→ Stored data
┌──
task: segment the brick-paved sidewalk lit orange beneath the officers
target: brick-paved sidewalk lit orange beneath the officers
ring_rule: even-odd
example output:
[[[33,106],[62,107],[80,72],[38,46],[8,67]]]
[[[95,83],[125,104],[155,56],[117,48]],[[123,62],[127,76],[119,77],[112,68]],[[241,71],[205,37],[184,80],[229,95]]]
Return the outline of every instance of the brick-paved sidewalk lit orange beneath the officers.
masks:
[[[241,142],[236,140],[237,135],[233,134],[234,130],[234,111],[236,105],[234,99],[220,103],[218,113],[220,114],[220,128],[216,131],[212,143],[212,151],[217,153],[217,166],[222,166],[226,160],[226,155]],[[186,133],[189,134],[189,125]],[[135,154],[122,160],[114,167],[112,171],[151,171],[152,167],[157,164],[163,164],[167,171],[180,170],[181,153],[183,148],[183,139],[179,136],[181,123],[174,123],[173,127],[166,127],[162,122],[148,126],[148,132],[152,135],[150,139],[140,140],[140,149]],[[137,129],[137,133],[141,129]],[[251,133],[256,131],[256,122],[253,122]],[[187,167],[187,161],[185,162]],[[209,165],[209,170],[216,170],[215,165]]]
└──
┌──
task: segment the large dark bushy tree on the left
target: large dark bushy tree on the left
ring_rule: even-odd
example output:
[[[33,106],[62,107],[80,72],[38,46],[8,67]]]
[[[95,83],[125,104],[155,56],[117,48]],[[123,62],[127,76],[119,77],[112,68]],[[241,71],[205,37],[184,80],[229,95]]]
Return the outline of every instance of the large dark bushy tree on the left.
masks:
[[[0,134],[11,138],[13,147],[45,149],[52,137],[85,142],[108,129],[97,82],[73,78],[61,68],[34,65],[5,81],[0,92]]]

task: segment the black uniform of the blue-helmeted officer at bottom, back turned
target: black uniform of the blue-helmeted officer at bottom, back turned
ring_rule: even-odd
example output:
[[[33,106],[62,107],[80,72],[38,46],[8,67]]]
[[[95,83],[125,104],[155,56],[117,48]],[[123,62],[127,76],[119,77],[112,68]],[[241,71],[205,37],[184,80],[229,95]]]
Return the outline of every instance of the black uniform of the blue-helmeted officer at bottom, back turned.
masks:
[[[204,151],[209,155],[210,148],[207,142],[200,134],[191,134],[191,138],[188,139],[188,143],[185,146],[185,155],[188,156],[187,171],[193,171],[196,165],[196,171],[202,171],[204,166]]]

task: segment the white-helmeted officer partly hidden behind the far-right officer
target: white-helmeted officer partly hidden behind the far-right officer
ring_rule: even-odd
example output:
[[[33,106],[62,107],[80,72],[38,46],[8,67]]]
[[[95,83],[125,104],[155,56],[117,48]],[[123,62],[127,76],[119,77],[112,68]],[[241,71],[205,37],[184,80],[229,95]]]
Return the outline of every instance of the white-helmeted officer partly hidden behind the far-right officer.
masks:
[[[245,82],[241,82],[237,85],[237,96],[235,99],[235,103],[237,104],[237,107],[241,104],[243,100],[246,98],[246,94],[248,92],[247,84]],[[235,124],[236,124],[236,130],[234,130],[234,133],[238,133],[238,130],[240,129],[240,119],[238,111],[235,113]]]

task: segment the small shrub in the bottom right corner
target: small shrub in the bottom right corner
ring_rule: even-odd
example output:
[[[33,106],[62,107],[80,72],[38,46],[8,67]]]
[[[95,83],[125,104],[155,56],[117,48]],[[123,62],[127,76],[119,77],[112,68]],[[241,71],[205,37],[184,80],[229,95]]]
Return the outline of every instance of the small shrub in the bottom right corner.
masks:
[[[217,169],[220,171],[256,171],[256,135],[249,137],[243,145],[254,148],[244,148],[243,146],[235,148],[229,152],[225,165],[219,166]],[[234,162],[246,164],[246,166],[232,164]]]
└──
┌──
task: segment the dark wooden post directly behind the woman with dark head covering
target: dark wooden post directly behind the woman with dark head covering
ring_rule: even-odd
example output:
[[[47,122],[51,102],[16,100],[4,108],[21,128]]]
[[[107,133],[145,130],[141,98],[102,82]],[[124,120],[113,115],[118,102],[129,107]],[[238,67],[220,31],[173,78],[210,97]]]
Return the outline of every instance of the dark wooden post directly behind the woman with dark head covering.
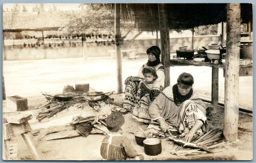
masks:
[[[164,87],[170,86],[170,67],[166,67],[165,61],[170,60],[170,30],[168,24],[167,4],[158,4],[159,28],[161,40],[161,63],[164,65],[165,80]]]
└──
→ What is required
Each line above from the one with "task: segment the black" up to and including the one with "task: segment the small" must be set down exactly, and no line outside that span may appear.

→ Solution for this exercise
task: segment the black uniform of the blue-helmeted officer at bottom, back turned
target: black uniform of the blue-helmeted officer at bottom, back turned
ring_rule: even-odd
example output:
[[[33,106],[62,107],[80,72],[38,46],[8,67]]]
[[[95,83],[125,104],[155,56],[117,48]],[[123,62],[127,76],[119,77],[112,68]],[[241,71],[205,37],[184,80],[229,95]]]
Return the outline of every instance of the black uniform of the blue-helmeted officer at bottom, back turned.
masks:
[[[204,151],[209,155],[210,148],[207,142],[200,134],[191,134],[191,138],[188,139],[188,143],[185,146],[185,155],[188,156],[187,171],[193,171],[196,165],[196,171],[202,171],[204,166]]]

task: segment the white-helmeted officer partly hidden behind the far-right officer
target: white-helmeted officer partly hidden behind the far-right officer
ring_rule: even-odd
example output:
[[[33,106],[62,107],[80,72],[38,46],[8,67]]]
[[[95,83],[125,104],[155,56],[117,48]],[[123,62],[127,76],[119,77],[112,68]],[[241,71],[205,37],[184,80],[229,95]]]
Return the outline of every instance of the white-helmeted officer partly hidden behind the far-right officer.
masks:
[[[245,82],[241,82],[237,85],[237,96],[235,99],[235,103],[237,104],[237,107],[241,104],[243,100],[246,98],[246,94],[248,92],[247,84]],[[235,124],[236,124],[236,130],[234,130],[234,133],[238,133],[238,130],[240,129],[240,119],[238,111],[235,113]]]

task: segment the small shrub in the bottom right corner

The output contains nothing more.